[Records excerpted from a collection]
|---|

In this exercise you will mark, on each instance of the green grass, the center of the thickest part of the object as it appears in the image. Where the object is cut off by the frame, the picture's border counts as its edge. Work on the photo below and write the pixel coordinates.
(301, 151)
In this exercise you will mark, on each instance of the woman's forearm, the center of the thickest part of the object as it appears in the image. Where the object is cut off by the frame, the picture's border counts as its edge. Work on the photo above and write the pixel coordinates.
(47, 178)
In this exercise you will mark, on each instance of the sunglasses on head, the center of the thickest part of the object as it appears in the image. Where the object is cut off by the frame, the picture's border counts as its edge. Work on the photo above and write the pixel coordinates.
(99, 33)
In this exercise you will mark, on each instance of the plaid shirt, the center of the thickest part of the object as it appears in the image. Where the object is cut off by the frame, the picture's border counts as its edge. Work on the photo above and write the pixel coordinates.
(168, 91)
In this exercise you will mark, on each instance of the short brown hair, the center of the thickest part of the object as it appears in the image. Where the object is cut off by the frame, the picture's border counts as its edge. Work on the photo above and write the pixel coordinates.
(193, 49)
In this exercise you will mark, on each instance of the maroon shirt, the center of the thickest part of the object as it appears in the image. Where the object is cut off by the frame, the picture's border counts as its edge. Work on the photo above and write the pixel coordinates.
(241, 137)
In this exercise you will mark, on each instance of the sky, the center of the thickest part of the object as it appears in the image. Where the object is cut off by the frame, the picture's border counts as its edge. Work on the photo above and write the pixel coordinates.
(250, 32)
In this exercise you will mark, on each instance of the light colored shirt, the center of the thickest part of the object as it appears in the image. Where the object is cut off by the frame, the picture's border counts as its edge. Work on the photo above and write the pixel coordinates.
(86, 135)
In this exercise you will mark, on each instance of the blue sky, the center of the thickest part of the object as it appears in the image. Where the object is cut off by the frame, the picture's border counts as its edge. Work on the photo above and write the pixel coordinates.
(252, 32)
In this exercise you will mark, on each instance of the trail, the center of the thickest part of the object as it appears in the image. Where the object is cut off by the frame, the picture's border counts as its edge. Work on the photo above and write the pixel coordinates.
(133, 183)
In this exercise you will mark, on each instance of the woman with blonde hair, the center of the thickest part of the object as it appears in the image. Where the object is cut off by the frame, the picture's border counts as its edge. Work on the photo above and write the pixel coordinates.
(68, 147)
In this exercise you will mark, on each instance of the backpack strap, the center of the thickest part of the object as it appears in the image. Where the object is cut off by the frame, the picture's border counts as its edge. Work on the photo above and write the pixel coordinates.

|---|

▶ Directions
Going from the line that contains "of the maroon" to the last line of the records, reproduce every line as written.

▶ Written answer
In this exercise you will mark, on each instance of the maroon shirt, the center of the thickest part of the object as it appears in the image. Where the object is cut off by the frame, the picture's border counts as its edge. Work on the photo above and write the pixel coordinates.
(241, 137)
In this exercise you will mark, on each instance of the sky, the center of the thickest part of the object as it appears in the image. Where the object is cut off by the frame, the picture's border counts as its edge. Work on the photo above and write the pixel coordinates.
(250, 32)
In this exercise you will mark, on each instance of the light colored shirt, the center of the thickest part of the object as it appears in the image. Where the object is cut off by the frame, the picture's border counts as its edge. Work on the photo above and write the pixel coordinates.
(86, 135)
In this exercise you will mark, on each instance of the blue sky, the center of the thickest part of the object as it appears in the image. Where the object is cut off by the frame, the picture's border counts as its edge. Work on the photo above and write the pixel coordinates.
(252, 32)
In this exercise you will mark, on each instance of the trail, the center of the thickest part of the object as it appears in the image. Where the object is cut off by the frame, the picture's border counts as its edge. Work on the photo above and write the pixel coordinates.
(133, 183)
In this exercise you will mark, on each instance of the woman with blonde hair, the center of the thickest part of the object as it appears in the image. Where the object is cut off by the frame, the picture's border counts as its edge. Work on the photo above and write the pixel coordinates.
(68, 147)
In this exercise you will mark, on each instance of the backpack strap, the center of the thickest part of the object as it appears in the image. Where the object is cut off by the frame, the picture's border counts as its edge. Work on the photo above and write the pixel coordinates.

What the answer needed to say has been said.